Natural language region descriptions
==================================================

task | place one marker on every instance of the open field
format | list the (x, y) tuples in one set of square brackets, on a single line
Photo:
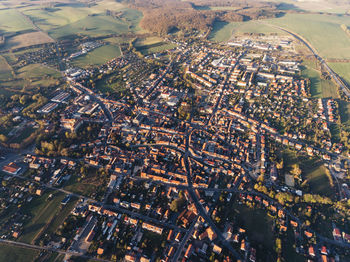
[(322, 31), (344, 111), (5, 69), (222, 31), (10, 253), (12, 21), (320, 88), (312, 170), (27, 39), (36, 70), (152, 45), (78, 18), (342, 69), (98, 56), (42, 210), (317, 179)]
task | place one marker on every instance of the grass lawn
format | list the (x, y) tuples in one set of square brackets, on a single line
[(42, 210), (62, 214), (5, 69), (318, 180), (98, 56), (312, 170), (320, 88), (259, 228), (18, 254), (322, 31), (13, 21)]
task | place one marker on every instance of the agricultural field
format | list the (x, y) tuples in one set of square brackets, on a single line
[(320, 88), (77, 18), (5, 69), (152, 45), (18, 254), (37, 70), (98, 56), (27, 39), (222, 31), (322, 31), (342, 69), (12, 21)]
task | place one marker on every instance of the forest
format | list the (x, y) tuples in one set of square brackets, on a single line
[(165, 16)]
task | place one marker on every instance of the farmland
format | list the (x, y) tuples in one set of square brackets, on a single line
[(27, 39), (320, 88), (343, 69), (222, 31), (81, 19), (12, 21), (11, 253), (152, 45), (323, 32), (5, 69), (98, 56)]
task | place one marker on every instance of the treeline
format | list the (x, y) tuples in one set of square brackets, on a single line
[(163, 16), (114, 14)]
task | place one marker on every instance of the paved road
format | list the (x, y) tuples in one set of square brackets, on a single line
[(44, 248), (336, 78)]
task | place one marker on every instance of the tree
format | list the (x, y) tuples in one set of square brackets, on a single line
[(296, 171)]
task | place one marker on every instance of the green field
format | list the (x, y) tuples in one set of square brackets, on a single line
[(71, 19), (342, 69), (344, 111), (18, 254), (12, 21), (98, 56), (312, 170), (222, 31), (37, 70), (152, 45), (5, 69), (320, 88), (42, 210), (322, 31)]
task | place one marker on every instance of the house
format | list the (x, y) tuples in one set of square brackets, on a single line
[(11, 168)]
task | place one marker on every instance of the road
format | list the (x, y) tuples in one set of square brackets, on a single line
[(334, 75), (45, 248)]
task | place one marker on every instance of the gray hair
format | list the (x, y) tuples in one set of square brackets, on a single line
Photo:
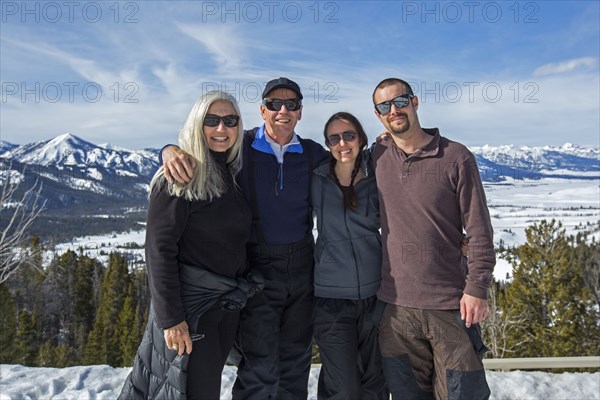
[(207, 182)]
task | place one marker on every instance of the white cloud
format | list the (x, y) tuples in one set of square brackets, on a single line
[(565, 66), (225, 45)]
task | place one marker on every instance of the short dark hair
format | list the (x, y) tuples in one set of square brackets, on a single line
[(392, 81)]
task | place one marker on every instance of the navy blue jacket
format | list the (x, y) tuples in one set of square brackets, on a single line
[(279, 194)]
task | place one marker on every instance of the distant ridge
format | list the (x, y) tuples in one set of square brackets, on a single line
[(104, 188)]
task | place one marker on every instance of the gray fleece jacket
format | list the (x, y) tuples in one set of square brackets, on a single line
[(348, 246)]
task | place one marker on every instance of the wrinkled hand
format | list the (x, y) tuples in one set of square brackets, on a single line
[(381, 136), (472, 309), (178, 164), (178, 338), (464, 247)]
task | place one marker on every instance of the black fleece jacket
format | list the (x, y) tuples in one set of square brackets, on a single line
[(211, 235)]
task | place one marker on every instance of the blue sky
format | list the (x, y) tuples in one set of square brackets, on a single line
[(486, 72)]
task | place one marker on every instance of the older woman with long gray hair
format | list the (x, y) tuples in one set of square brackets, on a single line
[(196, 238)]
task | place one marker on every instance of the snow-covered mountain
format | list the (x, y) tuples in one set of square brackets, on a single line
[(86, 188), (69, 150), (103, 183), (568, 161)]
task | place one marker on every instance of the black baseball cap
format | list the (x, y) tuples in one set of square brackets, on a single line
[(282, 83)]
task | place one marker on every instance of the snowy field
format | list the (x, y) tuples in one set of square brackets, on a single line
[(104, 382), (514, 205)]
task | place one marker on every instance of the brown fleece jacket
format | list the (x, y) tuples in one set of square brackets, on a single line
[(426, 201)]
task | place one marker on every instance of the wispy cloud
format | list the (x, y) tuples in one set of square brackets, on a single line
[(566, 66)]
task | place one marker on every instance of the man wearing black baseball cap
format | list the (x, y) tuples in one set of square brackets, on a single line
[(275, 332)]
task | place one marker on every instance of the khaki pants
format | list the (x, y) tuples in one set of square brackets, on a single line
[(429, 353)]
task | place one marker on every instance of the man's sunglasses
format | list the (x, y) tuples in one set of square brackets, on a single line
[(400, 102), (276, 104), (214, 120), (335, 139)]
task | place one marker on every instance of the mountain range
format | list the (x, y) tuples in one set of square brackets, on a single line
[(97, 188)]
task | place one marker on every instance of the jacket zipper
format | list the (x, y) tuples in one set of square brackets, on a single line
[(353, 252)]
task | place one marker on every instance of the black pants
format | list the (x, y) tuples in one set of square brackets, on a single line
[(346, 333), (209, 354), (275, 332)]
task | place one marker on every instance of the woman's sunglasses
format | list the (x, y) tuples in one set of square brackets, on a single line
[(335, 139), (214, 120), (400, 102), (276, 104)]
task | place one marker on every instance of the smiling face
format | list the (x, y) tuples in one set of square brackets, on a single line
[(220, 138), (345, 151), (399, 120), (281, 124)]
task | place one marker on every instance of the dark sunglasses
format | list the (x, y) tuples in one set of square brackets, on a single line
[(276, 104), (335, 139), (400, 102), (214, 120)]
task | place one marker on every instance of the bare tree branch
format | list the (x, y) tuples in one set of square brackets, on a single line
[(21, 214)]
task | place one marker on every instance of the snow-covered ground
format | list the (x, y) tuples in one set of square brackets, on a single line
[(103, 382), (514, 205)]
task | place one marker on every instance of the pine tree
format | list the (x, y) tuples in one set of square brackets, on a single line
[(46, 356), (8, 325), (128, 339), (549, 294), (27, 342), (103, 344)]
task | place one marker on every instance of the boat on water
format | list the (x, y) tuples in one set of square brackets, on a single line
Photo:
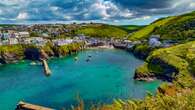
[(76, 58), (87, 60), (33, 63)]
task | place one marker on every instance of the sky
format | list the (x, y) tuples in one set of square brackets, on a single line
[(119, 12)]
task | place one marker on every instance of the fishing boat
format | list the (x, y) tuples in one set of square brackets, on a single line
[(76, 58)]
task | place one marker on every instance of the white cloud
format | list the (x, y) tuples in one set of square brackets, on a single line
[(67, 17), (146, 17), (192, 5), (22, 15)]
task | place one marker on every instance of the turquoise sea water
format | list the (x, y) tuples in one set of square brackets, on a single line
[(108, 75)]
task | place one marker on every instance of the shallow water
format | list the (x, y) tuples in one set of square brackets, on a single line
[(108, 75)]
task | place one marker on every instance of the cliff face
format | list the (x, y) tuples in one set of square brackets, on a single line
[(170, 64), (9, 57)]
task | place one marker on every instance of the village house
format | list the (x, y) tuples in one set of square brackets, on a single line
[(38, 41), (61, 42), (154, 41), (24, 34), (13, 41)]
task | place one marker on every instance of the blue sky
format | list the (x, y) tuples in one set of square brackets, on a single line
[(139, 12)]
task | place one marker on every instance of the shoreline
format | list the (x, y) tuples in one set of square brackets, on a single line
[(101, 47)]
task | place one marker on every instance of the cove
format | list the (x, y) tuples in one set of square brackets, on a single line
[(108, 76)]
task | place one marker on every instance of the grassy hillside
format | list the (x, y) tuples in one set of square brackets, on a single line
[(102, 31), (176, 63), (174, 28)]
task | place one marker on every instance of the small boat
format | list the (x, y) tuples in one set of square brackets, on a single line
[(76, 58), (88, 60), (33, 63)]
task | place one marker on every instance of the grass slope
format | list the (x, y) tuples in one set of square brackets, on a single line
[(174, 28)]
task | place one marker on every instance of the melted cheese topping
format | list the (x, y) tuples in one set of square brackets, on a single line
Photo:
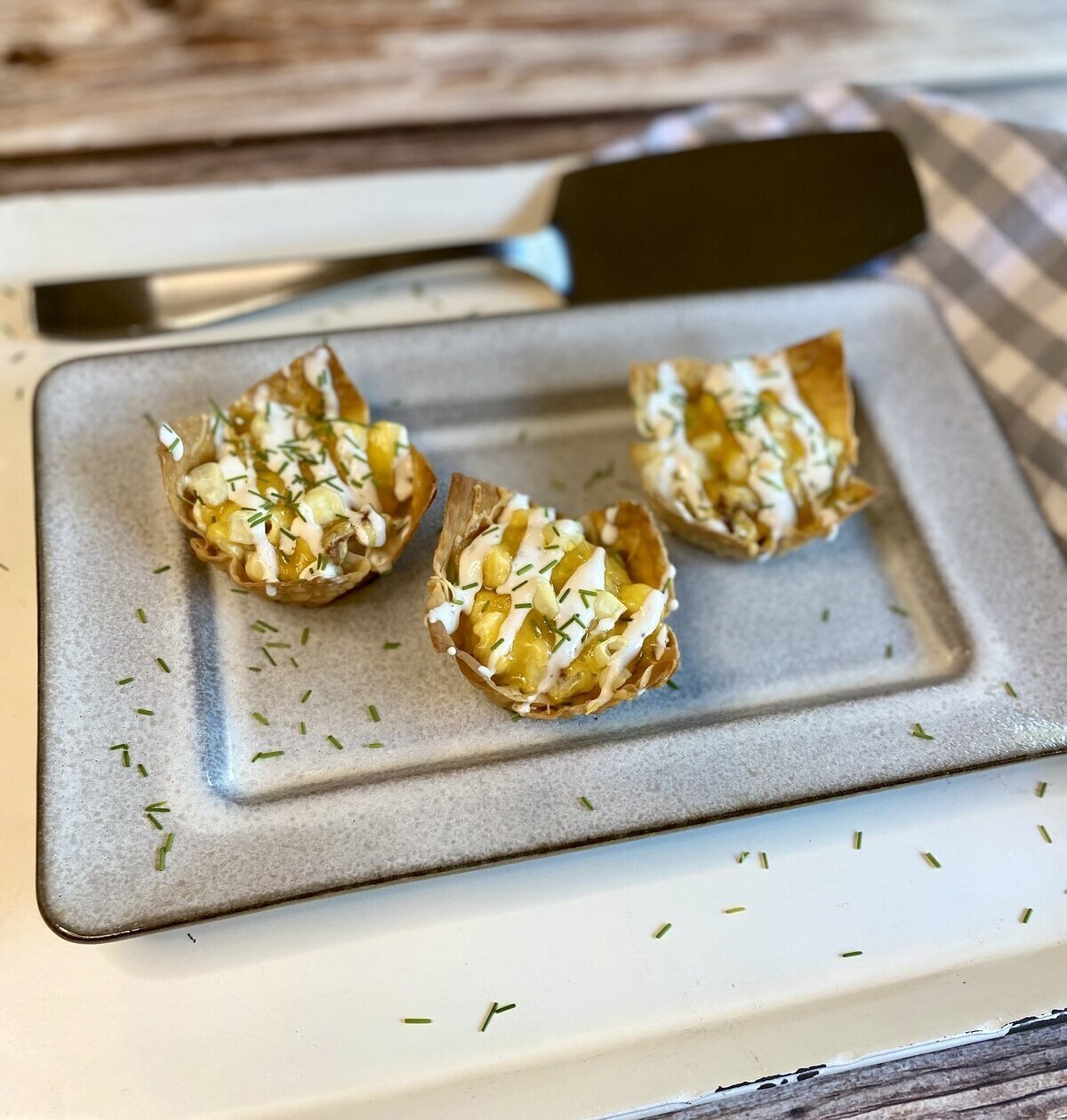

==================================================

GOAL OF THE EXERCISE: Scan the data above for the word "baseball" and report every line where it is found.

WRITTEN ANSWER:
task | place one marker on every instance of the black baseball cap
task | place one marker on every instance of the man wearing black baseball cap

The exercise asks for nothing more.